- _Directions for this task_
Type out the entries below again, character for character.
Given data START
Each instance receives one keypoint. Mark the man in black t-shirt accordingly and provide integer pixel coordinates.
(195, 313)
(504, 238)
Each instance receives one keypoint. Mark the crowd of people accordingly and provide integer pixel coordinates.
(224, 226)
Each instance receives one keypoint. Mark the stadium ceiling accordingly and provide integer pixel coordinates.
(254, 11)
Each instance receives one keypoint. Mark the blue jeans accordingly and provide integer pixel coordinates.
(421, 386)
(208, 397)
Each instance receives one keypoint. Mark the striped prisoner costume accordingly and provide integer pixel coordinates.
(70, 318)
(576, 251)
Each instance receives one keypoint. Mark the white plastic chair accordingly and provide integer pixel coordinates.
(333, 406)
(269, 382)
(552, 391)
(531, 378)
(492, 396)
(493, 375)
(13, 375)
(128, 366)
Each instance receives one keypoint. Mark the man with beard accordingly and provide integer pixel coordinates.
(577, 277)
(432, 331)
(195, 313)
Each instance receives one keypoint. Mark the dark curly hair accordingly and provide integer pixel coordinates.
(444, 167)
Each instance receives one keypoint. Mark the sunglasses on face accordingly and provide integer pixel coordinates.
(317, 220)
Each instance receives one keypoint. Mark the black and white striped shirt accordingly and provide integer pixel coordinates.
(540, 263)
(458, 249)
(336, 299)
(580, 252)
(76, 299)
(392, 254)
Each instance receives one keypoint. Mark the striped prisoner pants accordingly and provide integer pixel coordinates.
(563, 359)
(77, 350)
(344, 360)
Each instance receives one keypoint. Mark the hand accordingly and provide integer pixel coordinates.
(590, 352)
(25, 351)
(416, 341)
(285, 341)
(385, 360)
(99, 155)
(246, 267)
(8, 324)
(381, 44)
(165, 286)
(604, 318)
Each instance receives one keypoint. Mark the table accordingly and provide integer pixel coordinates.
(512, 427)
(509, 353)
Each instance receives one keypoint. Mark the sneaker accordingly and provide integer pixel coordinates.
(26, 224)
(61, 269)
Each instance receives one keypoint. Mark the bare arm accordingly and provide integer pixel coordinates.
Given data END
- _Response for this exercise_
Each instance receives one keypoint. Mark the man in black t-shirt accordingly and provide integer pixel coordinates.
(195, 313)
(504, 238)
Each instance receives one keypoint. Mark the crowd of people accordingly and provide integer pixel coordinates.
(224, 226)
Each instance receives one keypoint. Mark the stadium ceiling accordingly and provide integer pixel coordinates.
(254, 11)
Each instance receives one keypoint. Mark the blue jeans accordingly and provide integer pixel coordinates.
(421, 386)
(208, 397)
Each instance receives one keypoint. Mark the striped prisoner costume accordingly and provide integer pixel coordinates.
(70, 318)
(576, 251)
Each instance receives one keypoint. Mark the white plastic chair accordingly and provide integer pixel coordinates.
(333, 406)
(269, 382)
(552, 391)
(531, 378)
(492, 396)
(493, 375)
(13, 375)
(128, 366)
Each instance receives one keypoint. Mark the man with beard accordingly and provide integer pixel coordinates.
(577, 277)
(432, 331)
(195, 313)
Each instance receives one keypoint. Mark the dark curly hair accordingly and provide integer pixel coordinates.
(444, 167)
Each instance receives one keypoint. Mark the sunglasses on face accordingly and provide integer pixel coordinates.
(317, 220)
Each instance receives one keypoint. Mark the black and white striped shirt accordingly and provide integer pixel coordinates.
(540, 263)
(458, 249)
(336, 299)
(580, 252)
(76, 299)
(392, 254)
Each instance receives one keypoint. Mark the striped prisoner pants accordingly and provide integer pixel coordinates.
(563, 359)
(77, 350)
(344, 360)
Each instance receives one keypoint. Mark the hand accordingly and provide integer pixel coordinates.
(590, 352)
(25, 351)
(416, 341)
(285, 341)
(385, 360)
(99, 155)
(246, 267)
(8, 324)
(381, 44)
(165, 286)
(604, 318)
Each instance receives one keypoint. Mark the table accordingly and provide integer pixel coordinates.
(512, 427)
(509, 353)
Each instance receives one keypoint. Mark the sneaker accordingly and provide integer pixel coordinates.
(26, 224)
(61, 269)
Each instance receives one keypoint. Mark the bare arm accordingly and provide integer pixel coordinates.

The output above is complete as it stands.